The 10- to 20-minute tests, developed by behaviorists and tweaked by practitioners, ask two basic questions: Will the dog attack humans? What about other dogs?

Evaluators may observe the dog react to a large doll (a toddler surrogate); a hooded human, shaking a cane; an unfamiliar leashed dog or a plush toy dog.

But these tests have never been rigorously validated.

Dr. Bennett’s 2012 study of 67 pet dogs, which compared results of two behavior tests with owners’ own reporting, found that in the areas of aggression and fearfulness, the tests showed high percentages of false positives and false negatives. A 2015 study of dog-on-dog aggression testing showed that shelter dogs responded more aggressively to a fake dog than a real one.

Janis Bradley of the National Canine Research Council, co-author with Dr. Patronek of the analysis published last fall, suggested that shelters should instead devote limited resources to “observing the many interactions that happen between dogs and people in the daily routine of the shelter.”

But Kelley Bollen, a behaviorist and shelter consultant in Northampton, Mass., maintained that a careful evaluation can identify potentially problematic behaviors. Much depends on the assessor’s skill, she added.

In fact, no qualifications exist for administering evaluations. Interpreting dogs, with their diverse dialects and complex body language — wiggling butts, lip-licking, semaphoric ears and tails — often becomes subjective.

Indianapolis Animal Care Services, which admitted 8,380 dogs to its municipal shelter in 2016, is often overcrowded and understaffed, yet faces intense scrutiny to save dogs while protecting the public. Last year it euthanized 718 dogs for behavior, based on testing and employee interactions. The agency consulted Dr. Bennett, a shelter specialist, to better manage that difficult balance.

Even as she demonstrated assessments for staff members, Dr. Bennett noted another factor that renders results suspect: the unquantifiable impact of shelter life on dogs.

Dogs thrive on routine and social interaction. The transition to a shelter can be traumatizing, with its cacophony of howls and barking, smells and isolating steel cages. A dog afflicted with kennel stress can swiftly deteriorate: spinning; pacing; jumping like a pogo stick; drooling; and showing a loss of appetite. It may charge barriers, appearing aggressive.

_ _ _

** Task item **
In the passage on shelter dog behavior tests, rewrite the part from "Evaluators may observe" to "been rigorously validated.", swapping "plush toy dog" for "stuffed toy dog".

** Data to examine **

_ _ _

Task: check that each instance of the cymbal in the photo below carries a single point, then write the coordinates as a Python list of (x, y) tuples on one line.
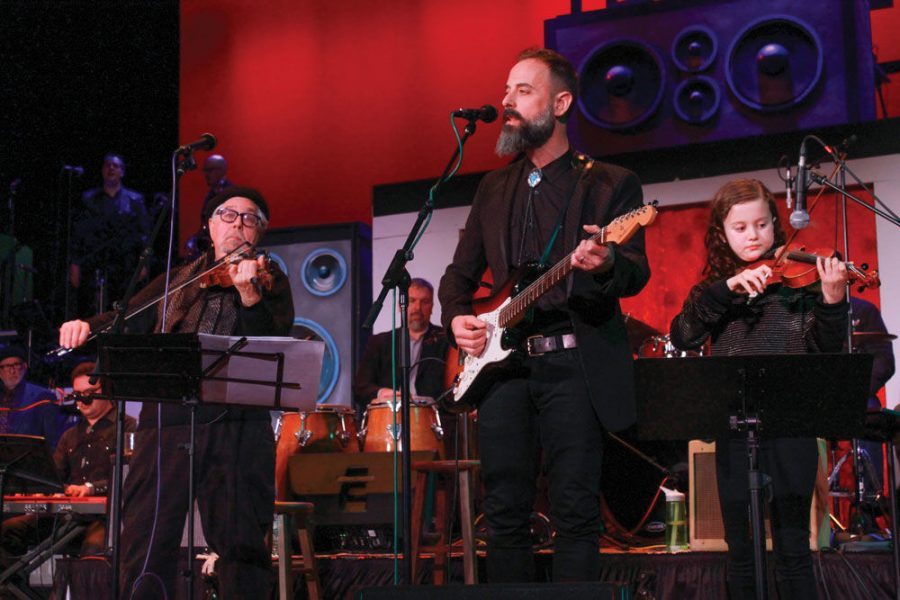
[(638, 331), (872, 337)]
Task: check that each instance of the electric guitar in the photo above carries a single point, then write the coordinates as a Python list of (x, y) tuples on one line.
[(509, 306)]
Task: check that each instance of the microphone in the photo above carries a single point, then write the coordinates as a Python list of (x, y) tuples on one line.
[(486, 113), (207, 141), (788, 184), (836, 152), (800, 218)]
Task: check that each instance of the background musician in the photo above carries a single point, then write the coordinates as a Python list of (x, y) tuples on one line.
[(743, 229), (108, 233), (579, 377), (235, 449), (26, 408), (376, 375), (83, 459)]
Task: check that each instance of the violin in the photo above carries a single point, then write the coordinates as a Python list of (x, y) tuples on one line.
[(221, 275), (795, 267)]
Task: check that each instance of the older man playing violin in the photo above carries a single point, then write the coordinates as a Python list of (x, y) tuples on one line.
[(235, 451)]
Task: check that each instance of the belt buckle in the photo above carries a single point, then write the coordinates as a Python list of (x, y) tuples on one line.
[(529, 345)]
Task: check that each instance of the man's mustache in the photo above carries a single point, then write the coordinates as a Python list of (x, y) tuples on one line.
[(508, 112)]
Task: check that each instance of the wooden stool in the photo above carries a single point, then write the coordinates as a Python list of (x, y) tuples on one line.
[(290, 517), (444, 471)]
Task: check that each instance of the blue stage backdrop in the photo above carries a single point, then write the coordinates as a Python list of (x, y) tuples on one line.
[(666, 74), (330, 270)]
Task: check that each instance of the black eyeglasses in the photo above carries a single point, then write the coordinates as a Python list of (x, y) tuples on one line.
[(230, 216), (81, 397)]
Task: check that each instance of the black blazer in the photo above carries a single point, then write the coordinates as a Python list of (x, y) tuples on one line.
[(607, 192), (374, 370)]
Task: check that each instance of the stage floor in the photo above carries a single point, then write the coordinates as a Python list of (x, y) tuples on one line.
[(686, 575)]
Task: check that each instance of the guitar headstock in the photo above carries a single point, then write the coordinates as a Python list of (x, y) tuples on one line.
[(624, 226)]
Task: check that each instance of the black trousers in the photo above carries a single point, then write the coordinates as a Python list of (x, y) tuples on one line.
[(792, 465), (235, 487), (548, 410)]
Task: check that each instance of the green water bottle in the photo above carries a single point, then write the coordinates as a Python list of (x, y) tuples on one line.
[(676, 521)]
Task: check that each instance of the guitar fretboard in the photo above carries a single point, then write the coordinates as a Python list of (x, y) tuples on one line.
[(523, 301)]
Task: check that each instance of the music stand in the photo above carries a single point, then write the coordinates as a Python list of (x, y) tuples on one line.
[(765, 396), (168, 368)]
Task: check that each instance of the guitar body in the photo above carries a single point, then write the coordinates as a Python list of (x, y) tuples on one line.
[(472, 379), (510, 306)]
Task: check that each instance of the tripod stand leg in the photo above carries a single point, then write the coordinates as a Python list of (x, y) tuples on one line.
[(757, 486)]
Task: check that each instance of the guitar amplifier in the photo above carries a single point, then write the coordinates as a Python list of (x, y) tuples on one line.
[(706, 529)]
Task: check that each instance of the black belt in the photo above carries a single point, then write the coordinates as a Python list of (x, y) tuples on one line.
[(537, 345)]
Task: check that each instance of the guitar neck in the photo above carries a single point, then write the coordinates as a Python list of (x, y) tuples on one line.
[(524, 300)]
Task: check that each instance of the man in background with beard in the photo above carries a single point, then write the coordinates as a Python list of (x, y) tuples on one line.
[(576, 377), (379, 371)]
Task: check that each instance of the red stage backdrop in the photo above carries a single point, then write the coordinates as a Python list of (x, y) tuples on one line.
[(317, 101)]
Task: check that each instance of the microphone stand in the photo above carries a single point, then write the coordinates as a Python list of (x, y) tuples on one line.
[(886, 214), (115, 508), (397, 276), (891, 217)]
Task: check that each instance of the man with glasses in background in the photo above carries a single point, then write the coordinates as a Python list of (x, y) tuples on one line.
[(83, 459), (235, 448), (26, 408)]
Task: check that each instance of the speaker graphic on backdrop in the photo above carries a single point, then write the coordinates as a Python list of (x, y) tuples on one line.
[(330, 271), (665, 74)]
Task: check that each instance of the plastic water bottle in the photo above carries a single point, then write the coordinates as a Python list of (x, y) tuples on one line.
[(676, 521)]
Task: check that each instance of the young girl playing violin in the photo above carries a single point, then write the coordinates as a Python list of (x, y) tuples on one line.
[(740, 313)]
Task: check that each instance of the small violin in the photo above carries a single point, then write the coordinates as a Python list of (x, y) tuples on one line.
[(795, 267), (221, 276)]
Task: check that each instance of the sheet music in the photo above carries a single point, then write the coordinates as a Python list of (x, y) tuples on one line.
[(302, 365)]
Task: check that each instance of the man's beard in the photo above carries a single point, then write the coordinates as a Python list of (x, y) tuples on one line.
[(417, 324), (528, 135)]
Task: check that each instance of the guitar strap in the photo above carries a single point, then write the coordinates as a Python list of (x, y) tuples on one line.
[(584, 164)]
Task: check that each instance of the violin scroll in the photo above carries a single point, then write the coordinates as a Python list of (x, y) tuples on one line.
[(221, 275)]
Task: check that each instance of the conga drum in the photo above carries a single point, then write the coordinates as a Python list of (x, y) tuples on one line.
[(378, 435), (331, 428)]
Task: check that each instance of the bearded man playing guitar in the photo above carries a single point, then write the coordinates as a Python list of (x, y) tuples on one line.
[(570, 374)]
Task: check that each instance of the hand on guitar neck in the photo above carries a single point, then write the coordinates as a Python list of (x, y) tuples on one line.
[(470, 333), (591, 256)]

_ _ _

** Finished exercise **
Evaluators may observe the dog react to a large doll (a toddler surrogate); a hooded human, shaking a cane; an unfamiliar leashed dog or a stuffed toy dog.

But these tests have never been rigorously validated.